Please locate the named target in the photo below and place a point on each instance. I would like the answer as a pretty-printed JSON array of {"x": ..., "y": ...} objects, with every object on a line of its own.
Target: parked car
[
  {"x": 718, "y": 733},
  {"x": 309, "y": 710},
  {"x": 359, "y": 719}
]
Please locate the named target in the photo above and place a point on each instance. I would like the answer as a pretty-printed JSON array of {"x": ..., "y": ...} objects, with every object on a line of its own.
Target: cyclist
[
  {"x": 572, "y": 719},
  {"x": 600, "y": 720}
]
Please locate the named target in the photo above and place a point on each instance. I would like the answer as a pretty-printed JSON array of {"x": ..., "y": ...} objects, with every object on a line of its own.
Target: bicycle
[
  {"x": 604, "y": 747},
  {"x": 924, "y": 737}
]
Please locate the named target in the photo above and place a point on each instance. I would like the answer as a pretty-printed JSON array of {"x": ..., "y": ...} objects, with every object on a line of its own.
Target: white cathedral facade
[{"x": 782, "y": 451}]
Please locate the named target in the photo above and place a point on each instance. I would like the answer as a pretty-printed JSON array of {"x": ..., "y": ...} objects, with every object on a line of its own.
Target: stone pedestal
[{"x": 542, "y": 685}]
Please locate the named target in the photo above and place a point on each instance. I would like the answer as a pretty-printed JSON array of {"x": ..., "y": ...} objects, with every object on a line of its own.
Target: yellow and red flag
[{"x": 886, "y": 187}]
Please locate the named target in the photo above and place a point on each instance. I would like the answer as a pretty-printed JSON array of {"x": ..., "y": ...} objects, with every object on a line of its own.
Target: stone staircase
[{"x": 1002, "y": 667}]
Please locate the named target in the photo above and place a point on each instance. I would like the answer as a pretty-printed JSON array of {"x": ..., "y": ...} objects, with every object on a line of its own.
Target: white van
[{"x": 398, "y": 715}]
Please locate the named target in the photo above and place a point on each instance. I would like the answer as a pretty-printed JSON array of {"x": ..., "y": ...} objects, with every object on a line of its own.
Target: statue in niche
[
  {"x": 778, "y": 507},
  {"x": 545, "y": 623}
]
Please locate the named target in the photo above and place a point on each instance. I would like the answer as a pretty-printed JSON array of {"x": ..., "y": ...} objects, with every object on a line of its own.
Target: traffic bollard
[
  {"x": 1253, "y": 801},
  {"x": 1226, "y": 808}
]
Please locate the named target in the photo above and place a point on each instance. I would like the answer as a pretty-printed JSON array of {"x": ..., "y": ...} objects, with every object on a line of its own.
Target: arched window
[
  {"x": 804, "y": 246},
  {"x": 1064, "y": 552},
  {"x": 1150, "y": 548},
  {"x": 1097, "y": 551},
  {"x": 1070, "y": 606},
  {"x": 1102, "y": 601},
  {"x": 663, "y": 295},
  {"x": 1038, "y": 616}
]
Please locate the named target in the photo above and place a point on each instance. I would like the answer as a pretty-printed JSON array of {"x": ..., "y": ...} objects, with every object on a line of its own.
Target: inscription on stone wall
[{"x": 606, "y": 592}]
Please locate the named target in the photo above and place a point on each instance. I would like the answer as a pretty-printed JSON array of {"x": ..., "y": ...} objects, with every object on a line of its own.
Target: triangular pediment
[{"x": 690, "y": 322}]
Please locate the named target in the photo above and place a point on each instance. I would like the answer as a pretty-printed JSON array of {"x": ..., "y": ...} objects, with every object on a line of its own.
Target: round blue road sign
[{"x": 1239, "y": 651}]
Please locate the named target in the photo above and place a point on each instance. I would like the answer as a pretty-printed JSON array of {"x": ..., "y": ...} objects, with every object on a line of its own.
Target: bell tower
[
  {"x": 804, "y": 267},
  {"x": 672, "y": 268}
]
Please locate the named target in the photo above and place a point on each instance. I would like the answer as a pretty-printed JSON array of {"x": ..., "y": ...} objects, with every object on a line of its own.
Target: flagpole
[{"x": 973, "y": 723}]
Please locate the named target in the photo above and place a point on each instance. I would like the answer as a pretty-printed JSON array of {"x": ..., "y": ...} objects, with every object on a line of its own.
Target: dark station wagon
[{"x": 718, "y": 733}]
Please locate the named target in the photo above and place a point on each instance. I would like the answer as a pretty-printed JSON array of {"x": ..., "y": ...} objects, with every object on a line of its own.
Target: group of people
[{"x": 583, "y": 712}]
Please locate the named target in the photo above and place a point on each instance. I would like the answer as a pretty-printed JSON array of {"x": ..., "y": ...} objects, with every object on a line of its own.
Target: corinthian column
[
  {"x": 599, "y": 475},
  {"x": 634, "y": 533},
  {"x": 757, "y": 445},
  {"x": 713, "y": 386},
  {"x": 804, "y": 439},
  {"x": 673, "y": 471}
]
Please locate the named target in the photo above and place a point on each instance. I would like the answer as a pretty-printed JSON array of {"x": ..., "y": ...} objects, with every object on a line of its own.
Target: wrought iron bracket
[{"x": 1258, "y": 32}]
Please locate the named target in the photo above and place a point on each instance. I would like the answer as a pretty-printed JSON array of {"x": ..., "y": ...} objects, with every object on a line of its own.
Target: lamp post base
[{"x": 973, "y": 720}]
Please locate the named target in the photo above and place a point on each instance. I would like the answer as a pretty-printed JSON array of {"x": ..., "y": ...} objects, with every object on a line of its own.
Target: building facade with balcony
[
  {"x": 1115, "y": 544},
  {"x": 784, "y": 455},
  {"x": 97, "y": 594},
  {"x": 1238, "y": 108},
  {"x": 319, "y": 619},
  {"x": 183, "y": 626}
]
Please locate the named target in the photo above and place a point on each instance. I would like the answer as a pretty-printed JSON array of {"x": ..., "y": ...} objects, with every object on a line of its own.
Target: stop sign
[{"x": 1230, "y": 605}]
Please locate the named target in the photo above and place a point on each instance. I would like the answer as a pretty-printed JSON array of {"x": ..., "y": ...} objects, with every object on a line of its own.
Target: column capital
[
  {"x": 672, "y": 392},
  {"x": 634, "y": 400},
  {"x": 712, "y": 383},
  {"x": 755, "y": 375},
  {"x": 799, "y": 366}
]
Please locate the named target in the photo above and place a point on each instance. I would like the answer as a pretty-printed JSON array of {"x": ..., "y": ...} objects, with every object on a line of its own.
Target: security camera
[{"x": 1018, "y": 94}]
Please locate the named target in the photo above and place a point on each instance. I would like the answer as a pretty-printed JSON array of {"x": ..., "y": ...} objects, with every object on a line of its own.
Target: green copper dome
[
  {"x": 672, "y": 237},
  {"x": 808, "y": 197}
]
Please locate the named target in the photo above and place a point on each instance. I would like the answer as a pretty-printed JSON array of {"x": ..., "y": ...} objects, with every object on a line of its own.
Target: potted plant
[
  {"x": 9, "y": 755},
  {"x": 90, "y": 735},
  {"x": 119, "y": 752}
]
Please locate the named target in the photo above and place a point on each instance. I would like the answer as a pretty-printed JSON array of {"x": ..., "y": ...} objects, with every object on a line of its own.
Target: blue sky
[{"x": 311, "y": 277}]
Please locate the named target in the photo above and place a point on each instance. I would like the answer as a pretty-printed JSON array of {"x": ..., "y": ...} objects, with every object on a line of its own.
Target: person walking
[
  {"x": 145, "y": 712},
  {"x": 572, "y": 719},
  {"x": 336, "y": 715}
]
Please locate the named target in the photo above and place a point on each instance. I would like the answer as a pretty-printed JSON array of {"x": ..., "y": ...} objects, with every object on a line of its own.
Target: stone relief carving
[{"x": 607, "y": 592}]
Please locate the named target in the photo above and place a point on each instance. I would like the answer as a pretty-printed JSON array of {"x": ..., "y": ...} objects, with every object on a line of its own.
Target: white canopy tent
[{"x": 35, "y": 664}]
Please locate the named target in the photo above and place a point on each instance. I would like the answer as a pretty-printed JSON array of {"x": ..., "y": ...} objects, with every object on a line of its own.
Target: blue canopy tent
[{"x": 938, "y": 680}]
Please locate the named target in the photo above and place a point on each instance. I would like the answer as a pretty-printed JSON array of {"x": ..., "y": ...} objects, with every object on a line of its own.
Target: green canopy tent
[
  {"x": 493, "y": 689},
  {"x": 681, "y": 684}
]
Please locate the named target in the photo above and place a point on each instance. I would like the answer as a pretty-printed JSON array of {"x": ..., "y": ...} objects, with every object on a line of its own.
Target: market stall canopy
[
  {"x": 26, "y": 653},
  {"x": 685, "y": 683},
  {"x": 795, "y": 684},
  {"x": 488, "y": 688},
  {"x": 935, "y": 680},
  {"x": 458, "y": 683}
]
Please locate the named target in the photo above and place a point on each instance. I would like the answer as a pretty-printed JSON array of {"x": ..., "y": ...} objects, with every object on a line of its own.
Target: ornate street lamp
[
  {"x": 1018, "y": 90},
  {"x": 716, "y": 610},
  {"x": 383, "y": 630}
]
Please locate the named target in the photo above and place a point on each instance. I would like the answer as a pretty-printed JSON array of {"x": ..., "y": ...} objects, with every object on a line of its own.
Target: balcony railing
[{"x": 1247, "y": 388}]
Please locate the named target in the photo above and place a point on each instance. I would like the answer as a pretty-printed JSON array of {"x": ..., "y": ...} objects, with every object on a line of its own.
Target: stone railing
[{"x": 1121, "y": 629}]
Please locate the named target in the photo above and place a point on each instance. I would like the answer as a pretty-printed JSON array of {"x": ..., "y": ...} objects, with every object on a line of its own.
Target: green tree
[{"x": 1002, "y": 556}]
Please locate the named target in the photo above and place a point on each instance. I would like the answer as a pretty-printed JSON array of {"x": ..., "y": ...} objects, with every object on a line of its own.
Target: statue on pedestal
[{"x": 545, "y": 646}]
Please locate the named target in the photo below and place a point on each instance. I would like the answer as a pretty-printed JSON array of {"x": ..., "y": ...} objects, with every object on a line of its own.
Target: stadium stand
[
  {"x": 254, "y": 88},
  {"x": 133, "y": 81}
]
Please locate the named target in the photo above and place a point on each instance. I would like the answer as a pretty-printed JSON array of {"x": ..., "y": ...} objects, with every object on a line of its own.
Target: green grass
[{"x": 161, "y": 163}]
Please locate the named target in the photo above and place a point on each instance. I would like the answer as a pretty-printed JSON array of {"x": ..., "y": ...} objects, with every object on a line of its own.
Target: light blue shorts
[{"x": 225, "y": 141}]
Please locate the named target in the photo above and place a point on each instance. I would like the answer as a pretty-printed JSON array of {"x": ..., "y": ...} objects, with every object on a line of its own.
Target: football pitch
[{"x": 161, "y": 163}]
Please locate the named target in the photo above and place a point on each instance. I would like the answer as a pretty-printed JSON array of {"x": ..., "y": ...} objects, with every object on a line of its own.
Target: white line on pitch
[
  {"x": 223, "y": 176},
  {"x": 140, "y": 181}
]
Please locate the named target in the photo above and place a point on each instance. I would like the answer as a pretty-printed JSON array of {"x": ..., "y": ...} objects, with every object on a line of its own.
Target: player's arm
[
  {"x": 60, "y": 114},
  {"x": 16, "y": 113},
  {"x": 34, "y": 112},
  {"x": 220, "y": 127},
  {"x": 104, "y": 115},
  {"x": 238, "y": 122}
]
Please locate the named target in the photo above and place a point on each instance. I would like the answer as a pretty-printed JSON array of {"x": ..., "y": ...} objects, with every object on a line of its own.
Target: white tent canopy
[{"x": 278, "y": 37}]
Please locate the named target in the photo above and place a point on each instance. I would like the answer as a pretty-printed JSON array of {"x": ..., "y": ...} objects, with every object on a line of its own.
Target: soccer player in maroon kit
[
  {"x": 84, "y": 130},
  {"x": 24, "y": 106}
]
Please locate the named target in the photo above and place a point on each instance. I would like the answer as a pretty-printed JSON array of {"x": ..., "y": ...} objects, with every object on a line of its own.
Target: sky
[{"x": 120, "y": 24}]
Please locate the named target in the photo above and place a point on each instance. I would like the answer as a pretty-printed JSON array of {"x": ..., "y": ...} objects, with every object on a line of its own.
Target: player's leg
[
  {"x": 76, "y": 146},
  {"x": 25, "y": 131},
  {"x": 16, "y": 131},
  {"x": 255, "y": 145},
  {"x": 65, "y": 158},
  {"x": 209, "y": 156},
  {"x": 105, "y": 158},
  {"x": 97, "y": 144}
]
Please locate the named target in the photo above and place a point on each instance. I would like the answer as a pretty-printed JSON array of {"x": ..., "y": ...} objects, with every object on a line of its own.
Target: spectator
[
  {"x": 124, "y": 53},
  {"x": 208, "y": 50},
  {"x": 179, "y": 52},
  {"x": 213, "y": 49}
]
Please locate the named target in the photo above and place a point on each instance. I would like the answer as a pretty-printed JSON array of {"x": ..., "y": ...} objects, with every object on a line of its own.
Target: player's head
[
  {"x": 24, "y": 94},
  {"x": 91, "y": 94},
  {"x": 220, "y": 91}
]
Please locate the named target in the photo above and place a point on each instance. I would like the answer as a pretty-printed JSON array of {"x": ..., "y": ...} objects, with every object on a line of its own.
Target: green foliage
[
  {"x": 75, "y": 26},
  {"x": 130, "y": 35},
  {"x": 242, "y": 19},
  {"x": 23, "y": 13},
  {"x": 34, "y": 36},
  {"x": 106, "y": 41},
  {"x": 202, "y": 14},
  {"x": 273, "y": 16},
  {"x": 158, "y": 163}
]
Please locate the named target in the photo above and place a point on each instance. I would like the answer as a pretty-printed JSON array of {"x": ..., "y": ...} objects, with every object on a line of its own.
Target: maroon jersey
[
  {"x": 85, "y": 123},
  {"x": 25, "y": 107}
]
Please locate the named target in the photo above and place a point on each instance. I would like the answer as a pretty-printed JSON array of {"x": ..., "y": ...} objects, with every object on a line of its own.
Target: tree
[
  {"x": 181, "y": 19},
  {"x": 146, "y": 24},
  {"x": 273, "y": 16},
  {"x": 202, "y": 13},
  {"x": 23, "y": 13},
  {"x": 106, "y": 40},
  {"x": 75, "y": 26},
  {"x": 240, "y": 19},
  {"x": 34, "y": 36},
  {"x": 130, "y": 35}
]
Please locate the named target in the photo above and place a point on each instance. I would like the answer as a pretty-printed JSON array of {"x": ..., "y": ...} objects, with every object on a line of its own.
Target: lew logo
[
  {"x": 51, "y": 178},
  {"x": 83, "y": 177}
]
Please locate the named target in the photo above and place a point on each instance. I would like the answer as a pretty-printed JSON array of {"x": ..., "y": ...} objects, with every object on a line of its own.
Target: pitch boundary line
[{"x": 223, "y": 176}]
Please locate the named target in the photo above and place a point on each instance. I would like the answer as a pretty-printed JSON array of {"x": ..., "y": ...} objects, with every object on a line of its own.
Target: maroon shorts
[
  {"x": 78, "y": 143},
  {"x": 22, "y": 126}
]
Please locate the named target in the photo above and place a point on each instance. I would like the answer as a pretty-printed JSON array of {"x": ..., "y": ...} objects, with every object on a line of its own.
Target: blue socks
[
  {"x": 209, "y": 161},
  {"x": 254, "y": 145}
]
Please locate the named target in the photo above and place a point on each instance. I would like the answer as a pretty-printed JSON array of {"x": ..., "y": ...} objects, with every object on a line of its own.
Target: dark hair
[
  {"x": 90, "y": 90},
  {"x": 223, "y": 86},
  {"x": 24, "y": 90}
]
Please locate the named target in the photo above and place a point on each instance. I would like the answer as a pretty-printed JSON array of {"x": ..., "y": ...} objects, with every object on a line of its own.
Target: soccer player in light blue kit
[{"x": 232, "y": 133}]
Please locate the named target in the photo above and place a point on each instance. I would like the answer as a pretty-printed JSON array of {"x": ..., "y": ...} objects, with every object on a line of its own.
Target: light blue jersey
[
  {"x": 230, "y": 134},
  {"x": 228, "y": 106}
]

::::::::::

Copy out every line of the data that contains the word "maroon", matching case exactly.

Target: soccer player in maroon kit
Target: maroon jersey
Target: maroon shorts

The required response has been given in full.